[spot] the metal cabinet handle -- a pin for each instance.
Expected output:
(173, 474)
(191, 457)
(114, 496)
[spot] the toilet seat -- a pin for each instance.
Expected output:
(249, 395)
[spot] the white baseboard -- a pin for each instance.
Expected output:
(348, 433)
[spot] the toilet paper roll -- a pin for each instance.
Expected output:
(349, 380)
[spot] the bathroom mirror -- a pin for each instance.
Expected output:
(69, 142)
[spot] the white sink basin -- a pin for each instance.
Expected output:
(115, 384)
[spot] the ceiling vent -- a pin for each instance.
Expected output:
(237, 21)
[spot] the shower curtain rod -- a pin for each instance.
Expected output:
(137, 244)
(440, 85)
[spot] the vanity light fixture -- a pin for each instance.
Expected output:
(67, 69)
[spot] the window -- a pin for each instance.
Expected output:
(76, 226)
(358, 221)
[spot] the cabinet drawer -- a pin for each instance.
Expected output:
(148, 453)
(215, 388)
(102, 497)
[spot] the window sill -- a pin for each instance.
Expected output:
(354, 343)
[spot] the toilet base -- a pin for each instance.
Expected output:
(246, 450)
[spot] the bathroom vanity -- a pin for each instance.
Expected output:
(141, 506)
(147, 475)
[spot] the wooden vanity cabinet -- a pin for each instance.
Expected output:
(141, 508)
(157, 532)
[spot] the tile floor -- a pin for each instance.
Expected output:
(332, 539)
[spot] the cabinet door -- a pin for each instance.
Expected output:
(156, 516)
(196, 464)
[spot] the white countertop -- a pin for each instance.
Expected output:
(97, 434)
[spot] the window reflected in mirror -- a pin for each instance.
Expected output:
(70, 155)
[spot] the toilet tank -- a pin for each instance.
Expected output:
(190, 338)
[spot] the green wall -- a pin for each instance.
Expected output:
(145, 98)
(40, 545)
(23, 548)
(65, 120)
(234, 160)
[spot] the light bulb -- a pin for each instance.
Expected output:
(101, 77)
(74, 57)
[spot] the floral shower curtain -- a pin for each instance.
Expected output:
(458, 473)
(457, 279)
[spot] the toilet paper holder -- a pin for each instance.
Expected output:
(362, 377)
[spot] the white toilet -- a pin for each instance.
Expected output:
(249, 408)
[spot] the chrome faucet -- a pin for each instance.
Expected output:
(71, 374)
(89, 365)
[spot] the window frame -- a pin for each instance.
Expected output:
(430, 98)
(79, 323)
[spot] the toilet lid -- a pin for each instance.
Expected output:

_Requirement_: Each record above should be returned exactly as it appears.

_The reply_:
[spot] the metal cabinet handle -- a pin for each instance.
Expected output:
(173, 474)
(191, 457)
(114, 496)
[spot] the toilet seat -- a pin for each instance.
Expected output:
(249, 395)
[spot] the white baseboard -- a pin for each instance.
Expected output:
(348, 433)
[spot] the toilet paper roll -- a pin for each instance.
Expected output:
(349, 380)
[spot] the bathroom mirror -- a pin for each instance.
Expected output:
(69, 142)
[spot] the white sink basin -- a pin for each instance.
Expected output:
(115, 384)
[spot] the ceiling vent -- a pin for each instance.
Expected output:
(237, 21)
[spot] the shower curtain rod -- a pin for each instance.
Expected output:
(137, 244)
(440, 85)
[spot] the vanity light fixture -- a pin for each instance.
Expected output:
(67, 69)
[spot] the window -- a pin for each instance.
Expected output:
(76, 226)
(358, 221)
[spot] the cabinet drawer -- a pin for each instance.
Expected output:
(148, 453)
(215, 388)
(102, 497)
[spot] the window sill -- a pin for each instance.
Expected output:
(354, 343)
[spot] the toilet base -- a pin for each instance.
Expected output:
(246, 450)
[spot] the bathroom vanity -- a pin for each instance.
Expected output:
(141, 506)
(147, 475)
[spot] the wooden vanity cabinet -- a pin for each instance.
Expected output:
(141, 508)
(157, 532)
[spot] the tile floor -- a pin for each instance.
Expected output:
(332, 539)
[spot] the cabinet door -- a pin for each instance.
Expected output:
(156, 516)
(196, 464)
[spot] the white countertop -- a pin for each instance.
Expected output:
(97, 434)
[spot] the window reflected in mirror -- a pin for each instance.
Expected output:
(70, 155)
[spot] the toilet tank -- a pin for each instance.
Expected output:
(190, 338)
[spot] the green wall -- a pin for each instance.
Expected output:
(145, 98)
(40, 545)
(23, 548)
(65, 120)
(234, 160)
[spot] the light bulb -- a pin for each instance.
Expected output:
(101, 77)
(74, 57)
[spot] the floral shower curtain -- a pin for each instance.
Expected output:
(458, 473)
(457, 279)
[spot] the toilet paper holder -- a pin for each instance.
Expected output:
(362, 377)
[spot] the white toilet -- a pin for each instance.
Expected output:
(249, 408)
[spot] the chrome faucet -- a pin for each instance.
Expected output:
(71, 374)
(89, 365)
[spot] the window frame -- a pin for each instance.
Expected output:
(430, 98)
(79, 323)
[spot] the toilet lid -- a pin for each instance.
Expected output:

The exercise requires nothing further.